*Work instructions*. Below is a block of entries; repeat exactly the lines starting at the line that contains "BATCH SPEC — Class: layered rock strata" and ending at the line that contains "BATCH SPEC — Class: boulder", both included.

*Dataset content*.
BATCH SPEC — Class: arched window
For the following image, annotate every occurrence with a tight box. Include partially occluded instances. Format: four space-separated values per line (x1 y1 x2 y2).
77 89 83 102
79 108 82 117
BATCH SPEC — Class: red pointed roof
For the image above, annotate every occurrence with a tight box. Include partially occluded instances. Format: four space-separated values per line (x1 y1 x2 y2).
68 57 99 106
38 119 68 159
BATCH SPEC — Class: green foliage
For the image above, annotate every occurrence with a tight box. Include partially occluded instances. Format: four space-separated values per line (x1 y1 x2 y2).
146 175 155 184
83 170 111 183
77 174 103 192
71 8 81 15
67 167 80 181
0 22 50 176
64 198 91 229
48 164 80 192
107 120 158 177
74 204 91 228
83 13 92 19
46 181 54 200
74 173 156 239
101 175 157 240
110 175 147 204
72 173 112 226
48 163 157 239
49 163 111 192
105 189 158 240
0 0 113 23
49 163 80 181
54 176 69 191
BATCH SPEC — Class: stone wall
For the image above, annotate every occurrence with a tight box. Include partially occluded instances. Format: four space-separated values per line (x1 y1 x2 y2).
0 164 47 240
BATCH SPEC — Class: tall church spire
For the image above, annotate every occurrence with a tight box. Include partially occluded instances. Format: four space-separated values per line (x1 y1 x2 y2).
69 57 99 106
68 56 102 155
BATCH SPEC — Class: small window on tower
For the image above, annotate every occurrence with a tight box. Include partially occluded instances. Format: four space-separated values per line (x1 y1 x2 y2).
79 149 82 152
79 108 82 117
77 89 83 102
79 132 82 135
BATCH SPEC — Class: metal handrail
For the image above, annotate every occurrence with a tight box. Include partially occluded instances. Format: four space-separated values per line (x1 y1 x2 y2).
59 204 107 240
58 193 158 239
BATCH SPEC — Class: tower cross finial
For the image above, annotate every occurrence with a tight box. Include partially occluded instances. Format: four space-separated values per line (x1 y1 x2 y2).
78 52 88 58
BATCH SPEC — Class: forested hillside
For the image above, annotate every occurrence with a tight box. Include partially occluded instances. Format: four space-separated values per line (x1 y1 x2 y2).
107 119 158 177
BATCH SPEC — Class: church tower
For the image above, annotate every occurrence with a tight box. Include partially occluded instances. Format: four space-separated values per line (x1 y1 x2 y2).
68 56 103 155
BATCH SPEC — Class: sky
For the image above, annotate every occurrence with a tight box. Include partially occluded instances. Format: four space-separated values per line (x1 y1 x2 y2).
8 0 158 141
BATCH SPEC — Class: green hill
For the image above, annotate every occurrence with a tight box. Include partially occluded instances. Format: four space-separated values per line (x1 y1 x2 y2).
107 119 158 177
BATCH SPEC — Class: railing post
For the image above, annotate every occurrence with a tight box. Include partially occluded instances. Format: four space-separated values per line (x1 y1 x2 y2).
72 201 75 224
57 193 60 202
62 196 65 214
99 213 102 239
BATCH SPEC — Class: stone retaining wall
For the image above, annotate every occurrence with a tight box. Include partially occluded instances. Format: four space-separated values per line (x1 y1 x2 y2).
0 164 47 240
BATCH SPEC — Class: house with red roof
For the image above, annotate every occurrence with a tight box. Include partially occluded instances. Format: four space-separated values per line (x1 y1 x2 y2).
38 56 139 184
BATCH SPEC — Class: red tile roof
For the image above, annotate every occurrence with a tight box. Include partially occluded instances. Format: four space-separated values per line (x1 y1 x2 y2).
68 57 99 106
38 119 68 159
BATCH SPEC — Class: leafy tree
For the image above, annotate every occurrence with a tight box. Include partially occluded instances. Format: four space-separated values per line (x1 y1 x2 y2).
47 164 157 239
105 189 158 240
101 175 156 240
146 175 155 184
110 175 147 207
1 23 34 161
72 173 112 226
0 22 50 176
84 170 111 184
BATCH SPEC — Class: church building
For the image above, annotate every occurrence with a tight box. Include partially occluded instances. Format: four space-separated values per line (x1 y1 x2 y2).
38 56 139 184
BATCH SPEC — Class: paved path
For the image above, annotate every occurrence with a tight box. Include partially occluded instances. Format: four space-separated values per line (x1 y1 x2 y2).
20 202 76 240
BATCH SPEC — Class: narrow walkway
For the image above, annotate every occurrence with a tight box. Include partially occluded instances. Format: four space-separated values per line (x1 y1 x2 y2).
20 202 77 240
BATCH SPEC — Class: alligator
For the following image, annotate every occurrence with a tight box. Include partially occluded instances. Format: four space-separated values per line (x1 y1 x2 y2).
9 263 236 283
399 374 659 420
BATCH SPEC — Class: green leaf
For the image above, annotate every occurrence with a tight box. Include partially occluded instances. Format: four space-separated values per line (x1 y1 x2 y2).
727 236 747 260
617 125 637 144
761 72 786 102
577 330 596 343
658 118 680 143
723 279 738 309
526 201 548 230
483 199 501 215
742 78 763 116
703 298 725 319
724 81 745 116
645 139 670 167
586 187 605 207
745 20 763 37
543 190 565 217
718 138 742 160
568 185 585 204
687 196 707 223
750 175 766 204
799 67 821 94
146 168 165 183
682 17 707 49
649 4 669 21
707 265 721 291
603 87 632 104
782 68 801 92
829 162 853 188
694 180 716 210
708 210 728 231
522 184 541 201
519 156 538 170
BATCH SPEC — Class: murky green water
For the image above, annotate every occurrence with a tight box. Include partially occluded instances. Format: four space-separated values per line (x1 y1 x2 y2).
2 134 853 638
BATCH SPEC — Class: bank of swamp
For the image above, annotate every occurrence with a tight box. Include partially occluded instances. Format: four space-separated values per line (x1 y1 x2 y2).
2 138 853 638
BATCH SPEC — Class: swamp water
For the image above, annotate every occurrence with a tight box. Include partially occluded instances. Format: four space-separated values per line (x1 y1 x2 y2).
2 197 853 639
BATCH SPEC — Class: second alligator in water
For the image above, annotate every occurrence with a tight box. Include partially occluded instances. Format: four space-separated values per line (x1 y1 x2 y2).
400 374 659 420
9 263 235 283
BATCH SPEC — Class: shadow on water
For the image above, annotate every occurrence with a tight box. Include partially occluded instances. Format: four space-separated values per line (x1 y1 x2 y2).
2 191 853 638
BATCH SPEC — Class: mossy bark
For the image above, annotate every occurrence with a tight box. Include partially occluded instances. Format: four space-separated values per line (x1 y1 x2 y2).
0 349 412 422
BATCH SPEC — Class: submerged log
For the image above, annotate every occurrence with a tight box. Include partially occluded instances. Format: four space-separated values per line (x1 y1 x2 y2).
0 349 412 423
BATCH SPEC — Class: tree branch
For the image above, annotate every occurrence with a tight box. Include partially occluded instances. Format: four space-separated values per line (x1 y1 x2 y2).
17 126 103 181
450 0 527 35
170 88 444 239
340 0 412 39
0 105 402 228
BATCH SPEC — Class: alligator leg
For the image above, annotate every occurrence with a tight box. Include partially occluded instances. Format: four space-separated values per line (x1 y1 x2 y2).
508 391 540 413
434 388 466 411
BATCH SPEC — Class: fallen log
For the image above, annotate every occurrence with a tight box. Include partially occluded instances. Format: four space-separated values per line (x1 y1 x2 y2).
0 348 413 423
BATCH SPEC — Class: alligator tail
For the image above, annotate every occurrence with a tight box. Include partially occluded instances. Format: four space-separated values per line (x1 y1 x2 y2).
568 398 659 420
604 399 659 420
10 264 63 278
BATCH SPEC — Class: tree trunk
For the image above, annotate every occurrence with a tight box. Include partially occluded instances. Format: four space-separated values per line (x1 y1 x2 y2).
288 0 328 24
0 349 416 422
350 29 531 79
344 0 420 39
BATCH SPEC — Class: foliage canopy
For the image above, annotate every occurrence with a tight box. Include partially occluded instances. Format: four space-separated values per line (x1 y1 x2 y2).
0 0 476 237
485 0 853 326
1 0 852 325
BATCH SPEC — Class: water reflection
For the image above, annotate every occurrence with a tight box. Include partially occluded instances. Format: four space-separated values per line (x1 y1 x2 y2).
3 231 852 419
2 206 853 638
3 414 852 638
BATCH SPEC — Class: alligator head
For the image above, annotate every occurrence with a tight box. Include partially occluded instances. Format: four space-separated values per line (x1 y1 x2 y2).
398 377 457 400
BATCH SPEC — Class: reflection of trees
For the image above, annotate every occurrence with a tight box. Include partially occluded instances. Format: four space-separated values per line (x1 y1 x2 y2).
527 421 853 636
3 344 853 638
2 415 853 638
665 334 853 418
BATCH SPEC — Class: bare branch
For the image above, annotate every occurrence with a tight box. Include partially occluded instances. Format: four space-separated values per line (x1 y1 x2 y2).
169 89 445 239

* * *

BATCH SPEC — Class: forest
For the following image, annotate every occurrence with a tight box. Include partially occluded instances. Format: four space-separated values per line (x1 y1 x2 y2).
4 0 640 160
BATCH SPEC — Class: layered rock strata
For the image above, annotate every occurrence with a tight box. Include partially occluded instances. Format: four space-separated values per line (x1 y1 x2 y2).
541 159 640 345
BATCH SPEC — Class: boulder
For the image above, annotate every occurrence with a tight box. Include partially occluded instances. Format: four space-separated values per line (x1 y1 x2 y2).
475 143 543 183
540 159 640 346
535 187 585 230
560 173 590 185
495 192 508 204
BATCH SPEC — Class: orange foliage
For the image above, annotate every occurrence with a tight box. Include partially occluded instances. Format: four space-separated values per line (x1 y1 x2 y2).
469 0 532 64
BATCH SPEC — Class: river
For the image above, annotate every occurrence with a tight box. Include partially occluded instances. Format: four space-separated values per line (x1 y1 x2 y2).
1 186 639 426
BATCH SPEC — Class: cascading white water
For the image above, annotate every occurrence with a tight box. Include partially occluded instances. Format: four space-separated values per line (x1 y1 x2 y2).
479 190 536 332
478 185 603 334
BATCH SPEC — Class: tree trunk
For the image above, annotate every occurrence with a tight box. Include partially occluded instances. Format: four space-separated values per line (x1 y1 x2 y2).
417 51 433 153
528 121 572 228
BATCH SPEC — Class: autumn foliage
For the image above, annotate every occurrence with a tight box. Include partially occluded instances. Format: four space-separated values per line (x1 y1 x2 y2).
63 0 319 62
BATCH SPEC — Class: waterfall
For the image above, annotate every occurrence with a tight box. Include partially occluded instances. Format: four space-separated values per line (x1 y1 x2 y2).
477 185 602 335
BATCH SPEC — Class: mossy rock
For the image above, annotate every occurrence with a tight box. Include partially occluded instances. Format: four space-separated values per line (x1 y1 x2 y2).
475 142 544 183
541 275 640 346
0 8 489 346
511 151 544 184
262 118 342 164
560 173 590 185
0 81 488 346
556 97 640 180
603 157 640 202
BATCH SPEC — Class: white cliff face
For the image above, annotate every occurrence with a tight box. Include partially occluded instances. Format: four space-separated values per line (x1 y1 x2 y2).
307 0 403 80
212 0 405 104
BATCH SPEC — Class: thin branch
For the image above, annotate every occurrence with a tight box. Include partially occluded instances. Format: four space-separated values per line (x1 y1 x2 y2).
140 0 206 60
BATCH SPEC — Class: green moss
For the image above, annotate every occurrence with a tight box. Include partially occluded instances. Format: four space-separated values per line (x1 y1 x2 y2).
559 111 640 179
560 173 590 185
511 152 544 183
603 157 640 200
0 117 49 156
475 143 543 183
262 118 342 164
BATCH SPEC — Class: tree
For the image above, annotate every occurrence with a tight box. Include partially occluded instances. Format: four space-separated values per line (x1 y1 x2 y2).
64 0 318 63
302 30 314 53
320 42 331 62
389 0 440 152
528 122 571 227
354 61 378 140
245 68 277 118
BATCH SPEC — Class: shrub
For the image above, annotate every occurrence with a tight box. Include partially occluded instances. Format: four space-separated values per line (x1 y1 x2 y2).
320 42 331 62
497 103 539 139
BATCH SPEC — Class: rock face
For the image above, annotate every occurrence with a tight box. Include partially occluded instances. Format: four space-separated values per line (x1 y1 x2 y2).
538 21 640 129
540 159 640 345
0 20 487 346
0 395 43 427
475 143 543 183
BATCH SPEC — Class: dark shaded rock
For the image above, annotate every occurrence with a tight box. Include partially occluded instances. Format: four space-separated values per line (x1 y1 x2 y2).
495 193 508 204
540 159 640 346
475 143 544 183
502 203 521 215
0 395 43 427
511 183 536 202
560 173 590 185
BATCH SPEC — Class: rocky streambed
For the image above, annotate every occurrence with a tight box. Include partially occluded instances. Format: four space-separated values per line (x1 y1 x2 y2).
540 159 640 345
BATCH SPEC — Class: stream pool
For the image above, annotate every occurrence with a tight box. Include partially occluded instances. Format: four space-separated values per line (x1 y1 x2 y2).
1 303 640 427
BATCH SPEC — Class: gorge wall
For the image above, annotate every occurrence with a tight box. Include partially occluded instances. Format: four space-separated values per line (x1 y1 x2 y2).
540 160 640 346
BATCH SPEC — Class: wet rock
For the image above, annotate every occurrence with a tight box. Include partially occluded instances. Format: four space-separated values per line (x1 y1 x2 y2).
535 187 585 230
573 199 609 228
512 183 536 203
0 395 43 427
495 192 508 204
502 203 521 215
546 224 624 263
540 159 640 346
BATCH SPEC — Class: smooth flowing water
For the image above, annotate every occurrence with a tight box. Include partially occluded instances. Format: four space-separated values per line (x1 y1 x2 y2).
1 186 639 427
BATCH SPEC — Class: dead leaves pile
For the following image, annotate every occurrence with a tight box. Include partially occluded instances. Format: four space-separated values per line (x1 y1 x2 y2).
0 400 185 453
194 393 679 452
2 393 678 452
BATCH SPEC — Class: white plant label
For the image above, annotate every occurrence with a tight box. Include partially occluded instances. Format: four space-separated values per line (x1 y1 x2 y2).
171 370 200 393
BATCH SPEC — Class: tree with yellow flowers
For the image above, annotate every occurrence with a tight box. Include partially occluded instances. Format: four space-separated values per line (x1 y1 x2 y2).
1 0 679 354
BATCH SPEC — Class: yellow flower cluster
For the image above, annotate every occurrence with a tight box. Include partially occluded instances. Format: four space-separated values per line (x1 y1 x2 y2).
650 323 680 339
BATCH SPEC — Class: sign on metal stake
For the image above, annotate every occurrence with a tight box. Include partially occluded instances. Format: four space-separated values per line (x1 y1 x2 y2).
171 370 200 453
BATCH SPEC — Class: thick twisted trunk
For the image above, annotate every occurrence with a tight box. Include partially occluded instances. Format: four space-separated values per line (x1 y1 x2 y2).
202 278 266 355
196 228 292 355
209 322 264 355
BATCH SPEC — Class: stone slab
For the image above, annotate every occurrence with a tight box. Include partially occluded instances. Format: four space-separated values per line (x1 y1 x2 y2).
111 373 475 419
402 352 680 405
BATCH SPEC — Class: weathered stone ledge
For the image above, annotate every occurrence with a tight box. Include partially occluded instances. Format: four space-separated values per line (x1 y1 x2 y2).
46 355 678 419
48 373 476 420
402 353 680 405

*Result of this task*.
BATCH SPEC — Class: layered rock strata
For the image above, annotate every occurrence with a tight box. Include partially occluded instances. Format: four space-separated values per line (x1 y1 x2 y2).
541 159 640 345
BATCH SPEC — Class: boulder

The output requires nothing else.